* _Estratto scelto_
○ ○ ○ ○
Si è già espressa, di recente, sull’omicidio di Christopher Thomas Luciani. Qual è la sua opinione sulla violenza giovanile in aumento e sulla mancanza di empatia?
«La gran parte di ragazzi che uccidono, che si macchiano di reati molto gravi – guardi quello che è successo ad Andrea Prospero a Perugia – sono ragazzi che vanno a scuola, hanno famiglie normali. I genitori del ragazzo che ha provocato la morte di Andrea fanno gli infermieri, dovrebbero essere persone con una certa attenzione per gli altri, se non altro per il tipo di scelta professionale che hanno fatto. Eppure lui si è dimostrato un carnefice. Ha portato prima Andrea ad aprirsi con lui, poi quelle vulnerabilità le ha sfruttate per spingerlo verso l’abisso del suicidio. È chiaro che il problema dell’empatia è molto serio».
Spieghiamo meglio perché.
○ ○ ○ ○
* _Esercizio breve_
Scrivi la parte successiva dell'intervista sulla violenza giovanile, riprendendo subito dopo l'ultima frase riportata. I record non hanno alcun ruolo in questo.

* _Record di annotazione dei confini_
○ ○ ○ ○
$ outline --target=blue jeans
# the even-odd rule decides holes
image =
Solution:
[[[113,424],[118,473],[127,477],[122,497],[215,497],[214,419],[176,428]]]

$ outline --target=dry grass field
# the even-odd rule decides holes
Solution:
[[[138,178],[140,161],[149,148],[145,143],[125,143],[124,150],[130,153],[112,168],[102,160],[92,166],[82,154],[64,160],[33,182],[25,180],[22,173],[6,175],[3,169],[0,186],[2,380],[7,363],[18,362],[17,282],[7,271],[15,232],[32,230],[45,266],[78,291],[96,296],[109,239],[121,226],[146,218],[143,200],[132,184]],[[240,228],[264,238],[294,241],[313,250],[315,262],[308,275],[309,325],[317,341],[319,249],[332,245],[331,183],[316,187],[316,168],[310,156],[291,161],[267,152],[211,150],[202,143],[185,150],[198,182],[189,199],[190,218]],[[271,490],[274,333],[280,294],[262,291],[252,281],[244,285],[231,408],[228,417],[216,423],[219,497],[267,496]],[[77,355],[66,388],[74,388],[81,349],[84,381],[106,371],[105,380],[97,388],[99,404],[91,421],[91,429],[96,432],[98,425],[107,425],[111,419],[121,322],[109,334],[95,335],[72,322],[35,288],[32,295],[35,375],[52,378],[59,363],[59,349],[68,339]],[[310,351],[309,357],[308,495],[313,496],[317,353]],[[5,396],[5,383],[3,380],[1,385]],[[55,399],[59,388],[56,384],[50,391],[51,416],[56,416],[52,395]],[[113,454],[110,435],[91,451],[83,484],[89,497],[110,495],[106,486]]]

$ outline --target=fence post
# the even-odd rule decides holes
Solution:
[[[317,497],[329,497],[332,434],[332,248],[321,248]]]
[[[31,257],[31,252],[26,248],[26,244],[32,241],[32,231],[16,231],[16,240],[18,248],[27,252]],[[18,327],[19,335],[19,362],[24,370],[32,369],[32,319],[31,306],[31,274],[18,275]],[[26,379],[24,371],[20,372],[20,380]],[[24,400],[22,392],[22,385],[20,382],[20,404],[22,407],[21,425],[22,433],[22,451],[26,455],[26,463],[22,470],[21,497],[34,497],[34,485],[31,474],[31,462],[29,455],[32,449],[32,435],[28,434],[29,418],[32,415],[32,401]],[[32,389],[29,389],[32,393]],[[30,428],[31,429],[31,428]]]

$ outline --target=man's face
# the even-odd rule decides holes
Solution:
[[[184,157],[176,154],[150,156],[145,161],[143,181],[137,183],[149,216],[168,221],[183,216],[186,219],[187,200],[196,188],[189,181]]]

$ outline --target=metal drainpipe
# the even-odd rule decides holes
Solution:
○ ○ ○ ○
* _Risposta scritta_
«L’assenza di empatia, la disregolazione dell’empatia, porta a sviluppare dei disturbi della personalità. Senza empatia è come se non si avesse quel freno a mano che impedisce di fare male a chiunque, pur di trarne vantaggio. Questo ragazzo, probabilmente, dall’idea di spingere Andrea a uccidersi e poi godersi lo spettacolo fino alla fine, ha tratto gratificazione, si è sentito forte, in grado addirittura di far morire le persone a distanza. Questo purtroppo l’ha nutrito. Questo è l’elemento su cui dovremmo concentrarci: come mai questi ragazzi sono così vulnerabili da aver bisogno di distruggere qualunque cosa gli capiti a tiro? Luciani è stato ucciso da due ragazzi che spacciano e ne hanno decretato la morte, non per i soldi in quanto tali, ma perché lui, non pagandoli, li aveva sfidati nel loro potere. Si sono sentiti sfidati sul piano della forza».